------ TEXTE DE LA PAGE
Révolutions médicales - Les réponses à vos questions

Réflexions autour des nouveaux mode de procréation - l’énigme du désir d’enfant

Publié le 26/04/2016

Les questions des internautes du Quotidien du Médecin :

Peut-on/a-t-on tirer/tiré des enseignements du suivi psychologique des enfants nés de dons d'ovocytes ou de sperme anonymes ?

Réponse du Dr Reboul :
Les enfants des couples qui ont eu recours aux PMA ne sont pas désignés par la technique de leur conception. Ils sont des témoins de vie nés de l’élan de création que le désir et l’amour des parents ont mobilisé pour leur existence. L’expérience clinique nous rappelle tous les jours qu’il n’y a que des cas particuliers. Et qu’en tant que sujet humain, quel que soit le mode de sa conception, un enfant trouvera les ressources pour aborder l’énigme de l’origine et le mystère de la vie pour construire son destin. Notre rôle, si nous  le rencontrons, cet enfant, n’est-il pas de le reconnaître à cette place-là pour qu’il trouve à son tour cet élan de vie, source de liberté ?

Que pensent le Pr Frydman et ses invités du prêt d'utérus sans rétribution. Ne peut-il pas être une réponse au débat éthique sur la GPA ?

Réponse du Dr Reboul :
L’enfant n’est pas un dû mais un don. Certes, la gratuité est un progrès. Mais elle ne résout pas la question. D’autant qu’un don « oblatif » laisse surgir parfois une imprévisible agressivité. Pas de réponse pour tous. L’éthique n’est pas la morale, elle ne concerne que le singulier. C’est du cas par cas dont il s’agit. Et puis le risque physiologique de la mère porteuse est imprévisible et les conséquences d’une grossesse, nous le savons tous, peuvent être graves.
------------
------ MATÉRIEL FOURNI
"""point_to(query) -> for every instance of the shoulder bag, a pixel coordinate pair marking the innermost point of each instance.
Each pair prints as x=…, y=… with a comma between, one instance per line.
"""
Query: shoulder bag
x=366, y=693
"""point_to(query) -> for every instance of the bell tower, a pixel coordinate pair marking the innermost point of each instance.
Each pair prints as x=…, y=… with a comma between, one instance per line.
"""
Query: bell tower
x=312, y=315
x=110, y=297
------------
# [ACTIONS DEMANDÉES]
a) Reproduisez à l'identique le passage du texte de la page qui commence à « Réflexions autour des » et se termine à « sperme anonymes ? ».
b) Énumérez, dans l'ordre, les phrases qui composent la première réponse du Dr Reboul dans le texte de la page.
c) D'après le Dr Reboul dans le texte de la page, qu'est-ce que l'éthique concerne uniquement ?

# [EXERCICE CORRIGÉ]
a)
Réflexions autour des nouveaux mode de procréation - l’énigme du désir d’enfant

Publié le 26/04/2016

Les questions des internautes du Quotidien du Médecin :

Peut-on/a-t-on tirer/tiré des enseignements du suivi psychologique des enfants nés de dons d'ovocytes ou de sperme anonymes ?

b)
1. Les enfants des couples qui ont eu recours aux PMA ne sont pas désignés par la technique de leur conception.
2. Ils sont des témoins de vie nés de l’élan de création que le désir et l’amour des parents ont mobilisé pour leur existence.
3. L’expérience clinique nous rappelle tous les jours qu’il n’y a que des cas particuliers.
4. Et qu’en tant que sujet humain, quel que soit le mode de sa conception, un enfant trouvera les ressources pour aborder l’énigme de l’origine et le mystère de la vie pour construire son destin.
5. Notre rôle, si nous le rencontrons, cet enfant, n’est-il pas de le reconnaître à cette place-là pour qu’il trouve à son tour cet élan de vie, source de liberté ?

c) Le singulier.